===== Supplied text =====

The regiment was mustered into Federal service on November 19, 1861, at Burlington, Vermont. Its first commander was Colonel Lemuel B. Platt, and the first lieutenant colonel was George Bradley Kellogg. Platt's appointment was an honor sometimes afforded to an individual who aided in raising and equipping a regiment; subsequent commanders included Jonas P. Holliday, Charles Henry Tompkins, Edward B. Sawyer, Addison W. Preston, William Wells, and Josiah Hall.

It was engaged in, or present at 76 engagements during the course of the war, from Mount Jackson on April 16, 1862, to Appomattox Court House, on April 9, 1865, including the 1862 and 1864 Shenandoah Valley campaigns, the Gettysburg campaign, the Overland Campaign and the Siege of Petersburg, plus many skirmishes not connected to a particular campaign, such as the Skirmish at Miskel Farm.

The regiment most notably participated in BG Elon Farnsworth's unsuccessful attack on the Confederate right flank on the third day of the Battle of Gettysburg. The 1st Vermont Cavalry's Maj William Wells led a battalion in that attack, with Farnsworth by his side. Lieut: Col Addison W. Preston commanded the regiment. The regiment's monument stands on the Slyder Field, near the site where BG Evander Law's brigade repelled the Union attack. According to Albert Drury of the 1st Vermont, "In the afternoon of the same day July 3d we charge upon the Enemy a secnd time, which proves to be a rather foolish move. We charge upoon a Brigage of Infantry fortified by stone walls on all sides. Genl Farnsworth is Killed...."

The regiment lost during service: 112 killed and mortally wounded, 159 died in Confederate prisons, 7 died from accidents and 114 died by disease; total loss 392.>

The regiment mustered out of service on August 9, 1865.

The regiment's heritage continues to be celebrated to this day with a state legislative decree naming the Corps of Cadets at Norwich University, the Military College of Vermont, as members of the regiment. Members of the NUCC wear the crossed sabers on all of their uniforms and their insignia.

===== Recorded information =====

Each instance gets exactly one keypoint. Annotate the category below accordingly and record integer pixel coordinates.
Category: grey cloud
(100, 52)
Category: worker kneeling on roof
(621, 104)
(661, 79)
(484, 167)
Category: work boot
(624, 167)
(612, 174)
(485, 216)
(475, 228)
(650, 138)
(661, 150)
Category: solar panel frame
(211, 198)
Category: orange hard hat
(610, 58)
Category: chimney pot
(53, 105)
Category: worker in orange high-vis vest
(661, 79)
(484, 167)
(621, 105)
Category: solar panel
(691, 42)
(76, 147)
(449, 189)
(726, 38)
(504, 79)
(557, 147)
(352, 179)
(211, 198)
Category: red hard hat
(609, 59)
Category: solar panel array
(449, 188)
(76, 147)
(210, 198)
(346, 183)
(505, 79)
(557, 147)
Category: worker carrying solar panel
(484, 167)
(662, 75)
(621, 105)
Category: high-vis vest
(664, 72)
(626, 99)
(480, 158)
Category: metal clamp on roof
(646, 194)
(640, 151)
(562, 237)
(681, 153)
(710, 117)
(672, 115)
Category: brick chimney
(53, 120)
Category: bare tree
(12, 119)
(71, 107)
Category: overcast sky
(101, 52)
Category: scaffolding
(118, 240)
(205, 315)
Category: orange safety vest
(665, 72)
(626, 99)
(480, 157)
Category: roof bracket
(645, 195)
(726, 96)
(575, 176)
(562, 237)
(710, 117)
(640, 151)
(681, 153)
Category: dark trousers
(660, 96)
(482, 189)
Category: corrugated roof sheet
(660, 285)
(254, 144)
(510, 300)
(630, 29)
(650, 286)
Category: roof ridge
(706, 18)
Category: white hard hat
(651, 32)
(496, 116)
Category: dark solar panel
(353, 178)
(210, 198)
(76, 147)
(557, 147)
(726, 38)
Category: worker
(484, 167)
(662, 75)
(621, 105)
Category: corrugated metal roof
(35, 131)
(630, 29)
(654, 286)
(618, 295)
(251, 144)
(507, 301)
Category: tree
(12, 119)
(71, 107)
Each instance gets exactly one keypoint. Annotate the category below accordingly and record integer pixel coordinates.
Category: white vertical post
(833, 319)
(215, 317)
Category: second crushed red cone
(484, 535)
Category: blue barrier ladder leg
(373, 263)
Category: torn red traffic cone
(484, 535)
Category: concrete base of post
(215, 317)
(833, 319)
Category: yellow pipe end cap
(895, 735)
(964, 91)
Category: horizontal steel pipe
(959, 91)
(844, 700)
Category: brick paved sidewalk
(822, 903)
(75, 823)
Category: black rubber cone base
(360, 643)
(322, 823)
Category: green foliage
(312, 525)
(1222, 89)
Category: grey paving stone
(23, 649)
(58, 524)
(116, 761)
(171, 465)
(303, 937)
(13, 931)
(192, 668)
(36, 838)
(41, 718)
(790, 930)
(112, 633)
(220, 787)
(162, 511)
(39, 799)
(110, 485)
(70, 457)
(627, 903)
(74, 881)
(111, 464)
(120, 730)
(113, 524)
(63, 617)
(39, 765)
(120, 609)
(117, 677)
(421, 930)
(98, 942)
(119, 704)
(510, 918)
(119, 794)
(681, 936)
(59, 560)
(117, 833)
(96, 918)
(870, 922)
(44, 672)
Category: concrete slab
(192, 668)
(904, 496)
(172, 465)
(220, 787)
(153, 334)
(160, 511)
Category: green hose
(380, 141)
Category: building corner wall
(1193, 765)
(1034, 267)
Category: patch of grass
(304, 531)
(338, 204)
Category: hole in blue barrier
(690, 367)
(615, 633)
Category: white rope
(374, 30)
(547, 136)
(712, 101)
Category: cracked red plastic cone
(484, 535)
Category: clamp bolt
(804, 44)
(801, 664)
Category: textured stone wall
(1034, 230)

=====

▶ [Task requirements]:
A) Using the text about the 1st Vermont Cavalry, explain in one to three sentences why Colonel Lemuel B. Platt's appointment as the regiment's first commander is described as an honor.
B) According to the text about the 1st Vermont Cavalry, in how many engagements was the regiment engaged or present during the war?
C) Translate this sentence from the text about the 1st Vermont Cavalry into Spanish: "The regiment mustered out of service on August 9, 1865."
Rely only on the text about the regiment for your answers.

▶ [Responses to the tasks]:
A) The text says such an appointment was an honor sometimes given to a person who helped raise and equip a regiment.

B) 76 engagements.

C) El regimiento fue dado de baja del servicio el 9 de agosto de 1865.